- **Data supplied**
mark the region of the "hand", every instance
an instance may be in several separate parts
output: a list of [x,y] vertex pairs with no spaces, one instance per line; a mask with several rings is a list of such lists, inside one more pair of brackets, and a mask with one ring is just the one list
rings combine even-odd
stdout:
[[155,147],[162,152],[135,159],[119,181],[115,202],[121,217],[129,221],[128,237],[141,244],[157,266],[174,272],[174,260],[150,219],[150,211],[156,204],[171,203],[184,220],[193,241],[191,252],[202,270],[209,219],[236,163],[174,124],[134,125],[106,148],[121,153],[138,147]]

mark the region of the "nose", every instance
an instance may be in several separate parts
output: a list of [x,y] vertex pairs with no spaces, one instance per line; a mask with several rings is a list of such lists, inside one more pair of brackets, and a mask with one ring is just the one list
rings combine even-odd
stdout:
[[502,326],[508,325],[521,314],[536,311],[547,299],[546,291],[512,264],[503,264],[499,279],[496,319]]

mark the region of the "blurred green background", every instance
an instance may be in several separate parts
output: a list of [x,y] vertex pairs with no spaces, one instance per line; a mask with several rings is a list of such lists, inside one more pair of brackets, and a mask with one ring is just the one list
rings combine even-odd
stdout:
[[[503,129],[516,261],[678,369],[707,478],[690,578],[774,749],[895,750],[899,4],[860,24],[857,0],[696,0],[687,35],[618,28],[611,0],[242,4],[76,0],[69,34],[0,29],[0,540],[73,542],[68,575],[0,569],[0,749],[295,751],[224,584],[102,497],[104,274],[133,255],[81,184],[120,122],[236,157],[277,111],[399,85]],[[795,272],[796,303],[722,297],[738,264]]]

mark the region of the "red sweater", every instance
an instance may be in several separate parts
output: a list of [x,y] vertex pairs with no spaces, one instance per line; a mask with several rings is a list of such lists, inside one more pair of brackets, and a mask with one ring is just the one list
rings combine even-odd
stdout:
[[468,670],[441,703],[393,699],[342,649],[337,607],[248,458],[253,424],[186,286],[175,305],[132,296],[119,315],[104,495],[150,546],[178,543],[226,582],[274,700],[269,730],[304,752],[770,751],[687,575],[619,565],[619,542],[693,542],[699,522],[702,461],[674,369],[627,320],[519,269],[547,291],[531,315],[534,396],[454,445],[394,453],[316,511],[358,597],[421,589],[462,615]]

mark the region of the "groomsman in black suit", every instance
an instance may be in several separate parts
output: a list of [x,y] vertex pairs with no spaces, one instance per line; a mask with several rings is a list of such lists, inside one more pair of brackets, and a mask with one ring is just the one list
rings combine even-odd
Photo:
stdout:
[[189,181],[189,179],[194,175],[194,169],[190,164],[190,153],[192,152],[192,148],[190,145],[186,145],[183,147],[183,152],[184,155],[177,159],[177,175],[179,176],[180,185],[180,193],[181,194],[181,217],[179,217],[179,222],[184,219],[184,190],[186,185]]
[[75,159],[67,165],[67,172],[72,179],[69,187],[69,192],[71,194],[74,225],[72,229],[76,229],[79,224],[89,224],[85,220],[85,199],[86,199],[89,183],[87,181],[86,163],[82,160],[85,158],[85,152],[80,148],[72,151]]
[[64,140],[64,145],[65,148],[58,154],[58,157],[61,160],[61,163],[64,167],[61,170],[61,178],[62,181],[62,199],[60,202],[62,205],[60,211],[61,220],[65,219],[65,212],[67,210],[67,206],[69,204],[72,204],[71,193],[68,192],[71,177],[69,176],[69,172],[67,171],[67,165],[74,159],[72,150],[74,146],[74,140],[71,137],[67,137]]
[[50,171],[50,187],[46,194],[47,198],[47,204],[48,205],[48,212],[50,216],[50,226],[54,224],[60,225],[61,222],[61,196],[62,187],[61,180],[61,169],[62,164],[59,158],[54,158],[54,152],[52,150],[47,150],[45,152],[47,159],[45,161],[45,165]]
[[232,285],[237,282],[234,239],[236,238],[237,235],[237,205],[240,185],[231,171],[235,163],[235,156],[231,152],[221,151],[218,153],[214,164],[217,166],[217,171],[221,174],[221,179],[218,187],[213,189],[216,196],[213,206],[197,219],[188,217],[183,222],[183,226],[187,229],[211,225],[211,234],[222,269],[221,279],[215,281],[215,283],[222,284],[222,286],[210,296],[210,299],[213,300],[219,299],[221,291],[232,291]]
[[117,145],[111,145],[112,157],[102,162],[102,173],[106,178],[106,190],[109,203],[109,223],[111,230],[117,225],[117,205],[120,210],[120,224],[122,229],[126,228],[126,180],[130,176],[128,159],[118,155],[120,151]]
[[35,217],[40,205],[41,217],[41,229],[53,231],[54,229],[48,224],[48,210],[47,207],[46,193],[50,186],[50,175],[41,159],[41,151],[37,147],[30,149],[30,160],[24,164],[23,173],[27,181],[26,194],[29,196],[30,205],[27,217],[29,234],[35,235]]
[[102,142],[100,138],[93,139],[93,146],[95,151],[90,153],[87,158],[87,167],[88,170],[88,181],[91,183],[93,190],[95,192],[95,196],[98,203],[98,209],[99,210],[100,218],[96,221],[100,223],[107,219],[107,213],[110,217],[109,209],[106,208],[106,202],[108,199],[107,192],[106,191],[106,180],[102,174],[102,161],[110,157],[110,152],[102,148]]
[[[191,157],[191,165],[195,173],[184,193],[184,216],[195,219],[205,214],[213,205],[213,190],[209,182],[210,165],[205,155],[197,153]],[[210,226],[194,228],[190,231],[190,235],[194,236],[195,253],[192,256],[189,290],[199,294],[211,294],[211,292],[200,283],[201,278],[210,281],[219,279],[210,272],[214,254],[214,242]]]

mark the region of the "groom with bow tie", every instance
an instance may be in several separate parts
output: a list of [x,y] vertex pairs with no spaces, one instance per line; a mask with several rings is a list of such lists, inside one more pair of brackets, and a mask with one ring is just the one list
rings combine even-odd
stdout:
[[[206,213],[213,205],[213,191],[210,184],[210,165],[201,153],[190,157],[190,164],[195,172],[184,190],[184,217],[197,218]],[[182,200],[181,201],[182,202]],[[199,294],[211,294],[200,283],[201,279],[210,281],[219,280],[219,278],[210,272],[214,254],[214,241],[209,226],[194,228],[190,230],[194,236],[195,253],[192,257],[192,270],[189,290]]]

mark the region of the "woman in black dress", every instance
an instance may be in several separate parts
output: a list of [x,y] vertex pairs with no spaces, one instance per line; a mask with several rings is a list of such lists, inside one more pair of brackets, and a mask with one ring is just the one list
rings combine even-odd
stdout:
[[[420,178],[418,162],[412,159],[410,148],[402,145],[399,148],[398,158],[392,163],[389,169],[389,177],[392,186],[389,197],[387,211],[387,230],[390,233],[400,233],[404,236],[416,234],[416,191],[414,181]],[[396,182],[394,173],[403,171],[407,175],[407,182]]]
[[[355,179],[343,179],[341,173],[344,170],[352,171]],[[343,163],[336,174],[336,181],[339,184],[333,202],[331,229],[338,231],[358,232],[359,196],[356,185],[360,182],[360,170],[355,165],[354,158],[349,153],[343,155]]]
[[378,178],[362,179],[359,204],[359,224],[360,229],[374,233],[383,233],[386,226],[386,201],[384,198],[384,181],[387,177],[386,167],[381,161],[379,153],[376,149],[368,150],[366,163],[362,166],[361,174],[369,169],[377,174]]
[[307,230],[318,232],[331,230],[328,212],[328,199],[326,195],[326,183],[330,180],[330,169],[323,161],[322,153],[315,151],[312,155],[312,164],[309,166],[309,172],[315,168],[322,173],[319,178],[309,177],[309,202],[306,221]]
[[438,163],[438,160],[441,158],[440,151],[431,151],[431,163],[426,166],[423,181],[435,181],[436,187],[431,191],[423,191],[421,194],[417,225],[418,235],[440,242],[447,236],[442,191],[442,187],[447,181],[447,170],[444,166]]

- **Aim**
All of the material above needs to be retyped word for word.

- **Exercise result**
mark the region of the "hand", every instance
an instance may be in several separate parts
output: a list of [x,y] vertex pairs with no spaces, one instance per line; a mask with several rings is a list of such lists, inside one more pair of brackets, and a mask with one ring is just the one list
rings combine even-odd
stdout:
[[155,147],[162,152],[135,159],[119,181],[115,202],[121,217],[129,221],[128,237],[141,244],[157,266],[174,272],[174,260],[150,219],[150,211],[156,204],[171,203],[184,220],[193,241],[191,252],[202,270],[209,219],[236,163],[174,124],[134,125],[106,148],[121,153],[138,147]]

mark the region of the "nose", every instance
an instance may be in several separate parts
output: a list of [x,y] vertex pairs with no spaces, one instance per line; a mask with several rings is a list of such lists, inside one more pair of brackets, and a mask with one ring is just the one list
rings combine even-odd
stdout:
[[502,326],[508,325],[521,314],[536,311],[547,299],[546,291],[512,264],[503,264],[499,279],[496,319]]

mark the region of the "blurred green background", every instance
an instance may be in several separate parts
output: a list of [x,y] vertex pairs with no spaces, one instance per line; a mask with several rings is a list of such lists, inside one more pair of brackets, and a mask with one ring is just the one list
rings combine even-odd
stdout:
[[[503,129],[516,261],[678,369],[707,478],[690,578],[774,749],[895,750],[899,4],[860,24],[857,0],[696,0],[687,35],[618,28],[611,0],[242,4],[76,0],[69,34],[0,29],[0,540],[73,542],[68,575],[0,569],[0,749],[295,751],[224,584],[102,497],[104,274],[133,255],[81,184],[120,122],[236,157],[277,111],[399,85]],[[795,272],[796,303],[722,297],[738,264]]]

mark the region of the "red sweater", every instance
an instance may be in several separate parts
output: a list of [x,y] vertex pairs with no spaces, one instance per line; a mask with several rings is a list of such lists, inside one more pair of brackets, and a mask with one ring is just the one list
rings combine even-odd
stdout:
[[468,670],[441,703],[393,699],[342,649],[337,607],[248,458],[253,424],[186,286],[175,305],[132,296],[119,315],[104,495],[150,546],[178,543],[226,582],[274,700],[269,730],[304,752],[770,751],[687,575],[619,565],[619,542],[693,542],[699,522],[702,461],[674,369],[627,320],[519,269],[547,291],[531,315],[534,396],[454,445],[394,453],[316,511],[358,597],[421,589],[462,615]]

mark the region of the "groomsman in black suit", every instance
an instance may be in several separate parts
output: a list of [x,y] vertex pairs with no spaces, one instance per line; a mask with several rings is a list of such lists, inside one more pair of brackets, and a mask with one ring is just the one list
rings combine even-odd
Photo:
stdout:
[[189,181],[189,179],[194,175],[194,169],[190,164],[190,153],[192,152],[192,148],[190,145],[186,145],[183,147],[183,152],[184,155],[177,159],[177,175],[179,176],[180,185],[180,193],[181,194],[181,217],[179,217],[179,222],[184,219],[184,190],[186,185]]
[[75,159],[67,165],[67,172],[72,179],[69,187],[69,192],[71,194],[74,225],[72,229],[76,229],[79,224],[89,224],[85,220],[85,199],[86,199],[89,183],[87,181],[86,163],[82,160],[85,158],[85,152],[80,148],[72,151]]
[[64,140],[64,145],[65,148],[58,154],[58,157],[61,160],[61,163],[64,167],[61,170],[61,178],[62,181],[62,199],[60,202],[62,205],[60,211],[61,220],[65,219],[65,212],[67,210],[67,206],[69,204],[72,204],[71,193],[68,192],[71,177],[69,176],[69,172],[67,171],[67,165],[74,159],[72,150],[74,146],[74,140],[71,137],[67,137]]
[[50,171],[50,187],[46,194],[47,198],[47,204],[48,205],[48,212],[50,216],[50,226],[54,224],[60,225],[61,222],[61,196],[62,187],[61,180],[61,169],[62,164],[59,158],[54,158],[54,152],[52,150],[47,150],[45,152],[47,159],[45,161],[45,165]]
[[232,285],[237,282],[234,239],[236,238],[237,235],[237,205],[240,185],[231,171],[235,163],[235,156],[231,152],[221,151],[218,153],[214,164],[217,166],[217,171],[221,174],[221,179],[218,187],[213,189],[216,196],[213,206],[197,219],[188,217],[183,222],[183,226],[187,229],[211,225],[211,234],[222,269],[221,279],[215,281],[215,283],[222,284],[222,286],[210,296],[210,299],[213,300],[219,299],[221,291],[232,291]]
[[117,145],[111,145],[112,157],[102,162],[102,173],[106,178],[106,190],[109,203],[109,223],[111,230],[117,225],[117,205],[120,210],[120,224],[122,229],[126,228],[126,180],[130,176],[128,159],[118,155],[120,151]]
[[35,217],[40,205],[41,217],[41,229],[53,231],[54,229],[48,224],[48,210],[47,207],[46,193],[50,186],[50,175],[41,159],[41,151],[37,147],[30,149],[30,160],[24,164],[23,173],[27,181],[26,194],[29,196],[30,205],[27,217],[29,234],[35,235]]
[[102,142],[100,138],[93,139],[93,146],[95,151],[90,153],[87,158],[87,167],[88,170],[88,181],[91,183],[93,190],[95,192],[95,196],[98,203],[98,209],[99,210],[100,218],[96,221],[100,223],[107,219],[107,213],[110,217],[109,209],[106,208],[106,202],[108,199],[107,192],[106,191],[106,180],[102,174],[102,161],[110,157],[110,152],[102,148]]
[[[191,157],[191,165],[195,173],[184,193],[184,216],[195,219],[205,214],[213,205],[213,190],[209,182],[210,165],[205,155],[197,153]],[[210,226],[194,228],[190,231],[190,235],[194,236],[195,253],[192,256],[189,290],[199,294],[211,294],[211,292],[200,283],[201,278],[210,281],[219,279],[210,272],[214,254],[214,242]]]

mark the region of the "groom with bow tie", every instance
an instance may be in several separate parts
output: a list of [x,y] vertex pairs with no spaces, one instance per line; a mask with several rings is a list of such lists, inside one more pair of brackets, and a mask with one ring is just the one list
rings combine even-odd
stdout:
[[[206,213],[213,205],[213,191],[210,184],[210,165],[201,153],[190,157],[190,164],[195,172],[184,190],[184,217],[197,218]],[[182,200],[181,201],[182,202]],[[199,294],[211,294],[200,283],[201,279],[210,281],[219,280],[219,278],[210,272],[214,254],[214,241],[209,226],[194,228],[190,230],[194,236],[195,253],[192,257],[192,270],[189,290]]]

mark the region of the "woman in black dress", every instance
an instance may be in several separate parts
output: a list of [x,y] vertex pairs with no spaces, one instance per line; a mask with several rings is a list of such lists, inside one more pair of brackets, and a mask with one ring is just the one list
rings combine even-odd
stdout:
[[[420,178],[418,162],[412,159],[410,148],[402,145],[399,148],[398,158],[392,163],[389,169],[389,177],[392,186],[389,197],[387,211],[387,230],[390,233],[400,233],[404,236],[416,234],[416,191],[414,181]],[[396,182],[394,173],[403,171],[407,175],[407,182]]]
[[[355,179],[343,179],[341,173],[344,170],[352,171]],[[343,163],[336,174],[336,181],[339,184],[333,202],[331,229],[338,231],[358,232],[359,196],[356,185],[360,182],[360,170],[355,165],[354,158],[349,153],[343,155]]]
[[378,178],[362,179],[359,204],[359,224],[360,229],[374,233],[383,233],[386,226],[386,201],[384,198],[384,181],[387,177],[386,167],[381,161],[379,153],[376,149],[368,150],[366,163],[362,166],[361,174],[369,169],[377,174]]
[[307,230],[318,232],[331,230],[328,212],[328,199],[326,195],[326,183],[330,180],[330,169],[323,161],[322,153],[315,151],[312,155],[312,164],[309,166],[309,172],[315,168],[322,173],[319,178],[309,177],[309,202],[306,221]]
[[438,163],[438,160],[441,158],[440,151],[431,151],[431,163],[426,166],[423,181],[435,181],[436,187],[431,191],[423,191],[421,194],[417,225],[418,235],[440,242],[447,236],[442,191],[442,187],[447,181],[447,170],[444,166]]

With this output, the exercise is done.